━━ Testo da studiare ━━

Spostare l’attenzione: dal paziente alla famiglia
Come utilizzare questi dati? Secondo gli autori dovrebbero stimolare i medici a spostare l’attenzione sulla famiglia e a non focalizzarsi soltanto sul paziente. “Questo appena pubblicato è un lavoro interessante, ben fatto e che si presta a parecchie riflessioni”, commenta a Salute Massimo Di Maio, Segretario Nazionale dell’Associazione Italiana di Oncologia Medica (Aiom) e Direttore Oncologia dell’Ospedale Mauriziano, Università di Torino. “La maggior parte degli studi pubblicati sulla salute mentale dei caregiver indagano il livello di depressione utilizzando questionari ad hoc somministrati in maniera puntuale, cioè una tantum. Invece, in questo caso gli autori hanno condotto uno studio di popolazione: hanno calcolato il rischio nel primo anno di malattia e nel corso del follow-up, cioè sono andati a vedere cosa succede nel tempo”.
Non è certo la prima volta che il tema viene trattato. Ad ottobre 2022 erano stati pubblicati suPsyco-Oncolog y i risultati di una revisione di 35 studi (per un totale di 11.396 partecipanti) proprio sulla depressione dei caregiver di malati di cancro. “In quel caso – riprende l’oncologo – si arrivava alla conclusione che il problema psichiatrico era nettamente maggiore nelle donne caregiver che non negli uomini. Qui invece emerge il contrario: rispetto alla popolazione generale il rischio depressivo è più alto negli uomini, ed è tutt’altro che trascurabile”.
Prognosi, peso economico, fatica e isolamento
Le cause del fenomeno sono diverse. C’è un aspetto strettamente psicologico – riflette l’esperto – legato alla prognosi. E c’è anche una difficoltà socio-economica che influenza lo stato emotivo sia del paziente sia di chi se ne prende cura. Se chi si ammala è un libero professionista o comunque un lavoratore non garantito, il danno economico è immediato e pesa su tutta la famiglia, coniugi e figli: il cancro può impoverire. “Certo, è così, ed anche molto probabile che una quota del peso psicologico che il caregiver deve sostenere, e che lo studio appena pubblicato ha messo in luce, sia ascrivibile a questo fenomeno – ragiona l’esperto – oltre che, naturalmente, all’impegno fisico e organizzativo che, specialmente in alcune fasi di malattia, favorisce il senso di solitudine, di isolamento”.

━━━

*Consegna:* Prosegui il testo sulla depressione di chi assiste i malati di cancro, partendo da dove si ferma. I dati non hanno alcun legame con il testo.

━━ Dati forniti ━━

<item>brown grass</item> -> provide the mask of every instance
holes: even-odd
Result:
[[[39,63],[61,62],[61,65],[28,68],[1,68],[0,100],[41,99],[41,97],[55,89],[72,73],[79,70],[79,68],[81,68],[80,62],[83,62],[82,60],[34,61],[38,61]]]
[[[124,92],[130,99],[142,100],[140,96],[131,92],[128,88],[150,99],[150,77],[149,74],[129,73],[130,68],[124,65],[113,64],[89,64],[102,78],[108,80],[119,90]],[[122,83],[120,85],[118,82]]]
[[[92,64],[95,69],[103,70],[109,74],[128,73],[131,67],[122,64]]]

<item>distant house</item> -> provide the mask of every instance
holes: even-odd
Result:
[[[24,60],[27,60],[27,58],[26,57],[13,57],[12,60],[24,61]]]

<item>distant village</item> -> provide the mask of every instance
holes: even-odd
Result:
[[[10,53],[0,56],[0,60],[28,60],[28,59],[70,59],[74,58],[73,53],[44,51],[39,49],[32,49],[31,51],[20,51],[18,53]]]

━━━
━━ Dati forniti ━━

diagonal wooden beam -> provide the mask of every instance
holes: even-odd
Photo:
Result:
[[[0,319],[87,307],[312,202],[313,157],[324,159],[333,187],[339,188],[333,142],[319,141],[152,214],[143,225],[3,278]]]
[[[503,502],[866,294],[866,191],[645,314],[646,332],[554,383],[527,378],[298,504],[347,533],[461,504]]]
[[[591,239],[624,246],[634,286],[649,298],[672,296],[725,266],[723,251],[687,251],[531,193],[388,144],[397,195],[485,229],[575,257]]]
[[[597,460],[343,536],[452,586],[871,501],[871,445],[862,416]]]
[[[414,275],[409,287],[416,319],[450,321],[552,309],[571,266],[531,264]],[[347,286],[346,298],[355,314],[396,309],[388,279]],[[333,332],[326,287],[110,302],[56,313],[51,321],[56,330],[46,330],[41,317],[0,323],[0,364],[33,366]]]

━━━
━━ Dati forniti ━━

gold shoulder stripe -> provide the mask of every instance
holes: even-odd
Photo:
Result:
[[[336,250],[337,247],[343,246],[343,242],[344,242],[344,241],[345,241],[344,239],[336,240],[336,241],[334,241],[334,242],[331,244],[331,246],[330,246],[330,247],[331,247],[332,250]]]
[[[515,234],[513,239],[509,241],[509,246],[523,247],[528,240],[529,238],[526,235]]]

━━━

*Spazio risposta:*
Il supporto psicologico che ancora manca
Oggi in Italia non garantiamo un supporto psicologico adeguato ai pazienti e a chi si prende cura di loro: ci sono strutture che hanno un servizio di psico-oncologia in reparto, ce ne sono con un servizio di psicologia che copre diversi reparti e ci sono anche strutture in cui un servizio manca del tutto, e a supplire sono spesso le associazioni. “Chiunque si occupi oggi di cancro è consapevole che c’è bisogno di supporto psicologico anche per il caregiver, come Aiom e Fondazione Aiom hanno più volte enfatizzato in varie occasioni – conclude l’oncologo – Ma la sensazione è che il nostro tessuto assistenziale e sociale sia ancora debole rispetto a questo bisogno: molti caregiver rischiano l’isolamento, la solitudine per via del carico dovuto alla gestione familiare, vivendo loro stessi la loro condizione di sofferenza psicologica come se fosse quasi inevitabile, un destino. Ma non dovrebbe essere così, ci vorrebbe una rete di sostegno di protezione della salute mentale del caregiver, perché è giusto per il caregiver, e anche per il paziente”.